__WHAT YOU NEED TO DO__.
Check each statement below against the forum post about the accubrush. Answer yes or no for each, and quote the words of the post that decide it.
1. The poster calls the accubrush a professional tool.
2. The poster advises buying the softest brush for about ten dollars from a paint store.
3. The post says this kind of tool feathers out the cut.

# accubrush advertisement, anyone try this thing?



## ting (May 13, 2008)

accubrush is an old product. it has been relesed under many names and with many variations. all were terrible, but maybe still better that the cuts of a layperson. 

this is not a professional tool, but (rarely) some "pros" will use it for thefirst coats if top cut on huge colour conversions (white to burgundy) to save on ladder ups and downs.

the problem with the tool is that for a straight cut you need to 

1) be closer than 18" to see exactly where the last bristle is on your brush
2) it is impossible to consisitently hold the "wonderbrush's" pad perfectly parallell to the wall to avoid a big glob at the top and bottom of the swath of paint
3) this kind of tool does not feather out the cut, and therefore makes a perfectly straight overlap of cutting and rolling, making your job look like a perectly pictureframed nightmare.


Buy the softest 10 dollar brush you can get from a paint store, that is the only way (well there may be another way, but my way makes me 500 dolars a day)

__EXCERPTED DATA__.
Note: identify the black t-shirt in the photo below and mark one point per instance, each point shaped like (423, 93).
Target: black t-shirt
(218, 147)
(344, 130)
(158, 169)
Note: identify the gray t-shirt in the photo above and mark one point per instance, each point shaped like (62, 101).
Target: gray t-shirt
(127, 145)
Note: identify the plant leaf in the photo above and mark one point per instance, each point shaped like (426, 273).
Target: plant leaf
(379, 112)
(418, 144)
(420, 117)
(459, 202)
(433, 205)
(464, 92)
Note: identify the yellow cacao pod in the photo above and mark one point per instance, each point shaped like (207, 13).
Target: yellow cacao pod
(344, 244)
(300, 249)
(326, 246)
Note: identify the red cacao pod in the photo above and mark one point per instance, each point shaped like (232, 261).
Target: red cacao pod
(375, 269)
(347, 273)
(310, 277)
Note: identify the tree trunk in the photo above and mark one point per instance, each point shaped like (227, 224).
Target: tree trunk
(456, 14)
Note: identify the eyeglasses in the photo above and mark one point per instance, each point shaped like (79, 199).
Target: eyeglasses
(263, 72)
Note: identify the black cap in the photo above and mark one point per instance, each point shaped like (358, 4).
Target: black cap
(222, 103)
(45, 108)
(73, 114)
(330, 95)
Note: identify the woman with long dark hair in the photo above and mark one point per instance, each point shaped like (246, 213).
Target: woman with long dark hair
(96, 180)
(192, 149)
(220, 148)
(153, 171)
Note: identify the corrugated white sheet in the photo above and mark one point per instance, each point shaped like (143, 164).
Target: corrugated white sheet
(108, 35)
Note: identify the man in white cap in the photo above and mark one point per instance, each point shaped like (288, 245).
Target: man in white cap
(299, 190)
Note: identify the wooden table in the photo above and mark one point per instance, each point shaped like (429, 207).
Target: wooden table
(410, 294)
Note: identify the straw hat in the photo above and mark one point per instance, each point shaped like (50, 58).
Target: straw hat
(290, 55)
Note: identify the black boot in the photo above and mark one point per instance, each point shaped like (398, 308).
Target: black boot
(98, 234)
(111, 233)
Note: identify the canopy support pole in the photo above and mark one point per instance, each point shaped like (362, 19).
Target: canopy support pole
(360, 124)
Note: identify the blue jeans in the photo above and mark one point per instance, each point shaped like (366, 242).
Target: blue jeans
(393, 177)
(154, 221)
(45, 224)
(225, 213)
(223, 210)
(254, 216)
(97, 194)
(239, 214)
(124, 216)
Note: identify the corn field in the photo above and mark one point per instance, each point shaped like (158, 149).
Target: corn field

__WORKED ANSWER__.
1. No: "this is not a professional tool"
2. Yes: "Buy the softest 10 dollar brush you can get from a paint store"
3. No: "this kind of tool does not feather out the cut"